Исходный текст
━━━━━━━━
Из французских маскарадов (позднее появятся подобные им английские маски), бывших составной частью церемоний в честь знаменитых особ и имевших аллегорические и мифологические сюжеты наряду со средневековыми персонажами, произошли придворные балеты (ballets de cour), среди которых необходимо отметить «Комический балет королевы» (согласно первоначальному названию), показанный в Париже в октябре 1581 года. Музыкальная часть состояла из шести хоров, двух дуэтов с хоровыми ритурнелями, двух сольных арий, двух инструментальных групп, сопровождавших танцы; постановка и хореография были из самых пышных и дорогих. Что касается принципов этого спектакля (впоследствии получившего название «Балет Цирцеи»), то они были воплощены главным автором — хореографом и постановщиком, а также руководителем оркестра скрипачей (игравшего за кулисами, где пели и певцы — чтобы не вмешиваться в его полное чудес хореографическое действие) пьемонтцем Балтазарини ди Бельджойозо, назвавшимся на французский лад Балтазаром де Божуайе. Его замысел состоял в том, чтобы соединить различные балетные номера в комедийное целое.

В Италии, напротив, более популярным типом музыкального спектакля стали интермедии или интермеццо, которым отводилось место в начале или в конце действий обычного драматического спектакля. Музыка, вернее, музыкальные тексты были определенным образом связаны с речевыми текстами, это была почти сценическая музыка, но с декоративной функцией и поэтому довольно независимая от спектакля.
━━━━━━━━
Строки данных
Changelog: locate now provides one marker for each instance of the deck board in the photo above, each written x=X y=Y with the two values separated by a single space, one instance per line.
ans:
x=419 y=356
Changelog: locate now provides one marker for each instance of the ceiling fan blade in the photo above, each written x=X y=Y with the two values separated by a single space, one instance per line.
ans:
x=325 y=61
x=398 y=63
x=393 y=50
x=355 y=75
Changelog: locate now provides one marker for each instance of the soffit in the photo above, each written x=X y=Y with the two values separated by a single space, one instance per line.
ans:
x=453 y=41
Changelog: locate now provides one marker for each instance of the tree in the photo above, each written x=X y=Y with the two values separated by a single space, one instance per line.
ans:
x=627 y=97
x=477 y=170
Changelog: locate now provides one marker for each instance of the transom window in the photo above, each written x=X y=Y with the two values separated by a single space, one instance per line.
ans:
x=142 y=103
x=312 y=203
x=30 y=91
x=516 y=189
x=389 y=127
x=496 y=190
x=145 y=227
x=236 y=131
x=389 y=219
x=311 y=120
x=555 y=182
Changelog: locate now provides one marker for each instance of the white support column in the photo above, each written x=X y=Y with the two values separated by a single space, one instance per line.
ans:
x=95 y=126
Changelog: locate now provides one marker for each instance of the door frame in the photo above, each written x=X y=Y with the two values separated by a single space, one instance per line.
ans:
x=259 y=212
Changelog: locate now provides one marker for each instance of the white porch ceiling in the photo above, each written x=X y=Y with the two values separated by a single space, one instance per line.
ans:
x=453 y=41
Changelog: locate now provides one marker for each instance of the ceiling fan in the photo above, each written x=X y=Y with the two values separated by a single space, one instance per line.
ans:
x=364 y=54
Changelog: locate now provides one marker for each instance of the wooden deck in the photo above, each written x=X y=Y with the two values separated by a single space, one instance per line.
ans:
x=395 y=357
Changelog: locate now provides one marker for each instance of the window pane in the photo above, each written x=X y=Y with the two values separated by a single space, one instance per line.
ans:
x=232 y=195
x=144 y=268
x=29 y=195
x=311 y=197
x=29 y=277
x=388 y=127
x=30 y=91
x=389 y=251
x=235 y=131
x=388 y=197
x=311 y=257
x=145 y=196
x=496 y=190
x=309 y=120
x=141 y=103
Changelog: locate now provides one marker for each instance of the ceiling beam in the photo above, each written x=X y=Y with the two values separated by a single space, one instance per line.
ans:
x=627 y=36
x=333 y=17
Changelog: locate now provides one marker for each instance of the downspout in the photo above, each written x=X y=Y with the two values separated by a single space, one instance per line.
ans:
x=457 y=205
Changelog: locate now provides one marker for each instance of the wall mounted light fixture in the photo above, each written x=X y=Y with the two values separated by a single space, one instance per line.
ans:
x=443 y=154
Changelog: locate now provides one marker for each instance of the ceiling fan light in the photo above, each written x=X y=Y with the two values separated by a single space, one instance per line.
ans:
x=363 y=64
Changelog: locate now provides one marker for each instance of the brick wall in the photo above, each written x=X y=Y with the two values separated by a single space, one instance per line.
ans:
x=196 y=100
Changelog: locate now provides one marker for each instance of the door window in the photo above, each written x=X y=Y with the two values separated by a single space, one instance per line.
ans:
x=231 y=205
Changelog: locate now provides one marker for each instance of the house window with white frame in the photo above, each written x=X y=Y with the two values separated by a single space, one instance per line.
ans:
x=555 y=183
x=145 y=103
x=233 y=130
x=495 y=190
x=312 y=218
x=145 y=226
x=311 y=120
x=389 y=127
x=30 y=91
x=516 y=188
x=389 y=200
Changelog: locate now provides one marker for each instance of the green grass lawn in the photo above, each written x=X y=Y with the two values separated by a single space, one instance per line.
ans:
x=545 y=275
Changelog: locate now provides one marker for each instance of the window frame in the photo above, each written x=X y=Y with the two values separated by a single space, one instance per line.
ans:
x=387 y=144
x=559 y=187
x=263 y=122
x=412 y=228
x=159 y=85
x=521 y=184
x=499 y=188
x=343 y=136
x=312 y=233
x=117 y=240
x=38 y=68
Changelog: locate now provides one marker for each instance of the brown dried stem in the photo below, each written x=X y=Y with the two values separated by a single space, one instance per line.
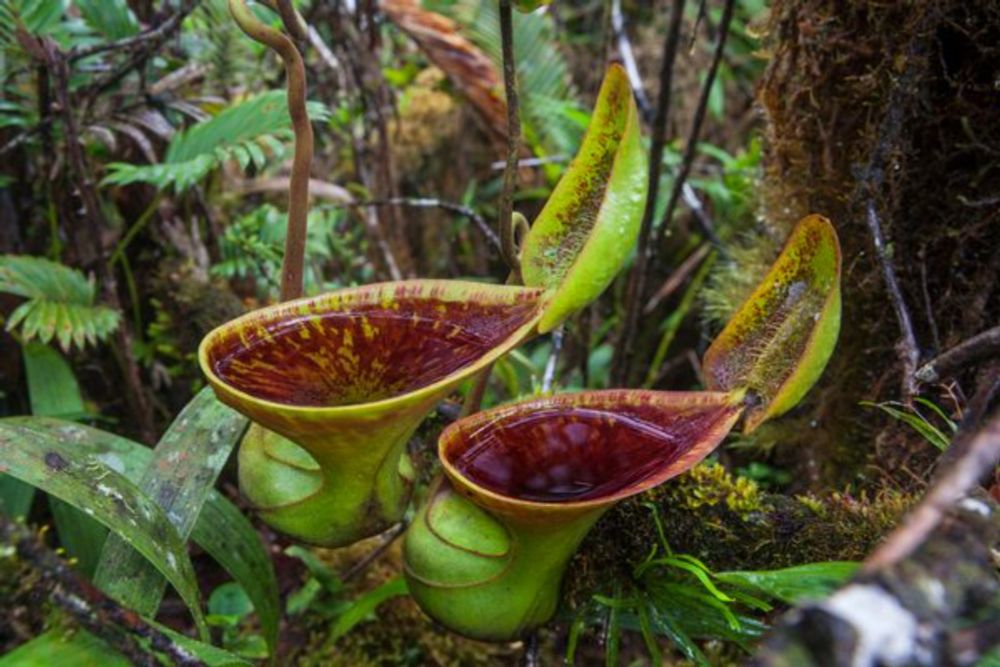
━━━━━━━━
Что нужно сделать
Выведите без изменений фрагмент исходного текста, начиная со слов «В Италии, напротив, более» и продолжая вплоть до слов «независимая от спектакля.».

Ожидаемый ответ
В Италии, напротив, более популярным типом музыкального спектакля стали интермедии или интермеццо, которым отводилось место в начале или в конце действий обычного драматического спектакля. Музыка, вернее, музыкальные тексты были определенным образом связаны с речевыми текстами, это была почти сценическая музыка, но с декоративной функцией и поэтому довольно независимая от спектакля.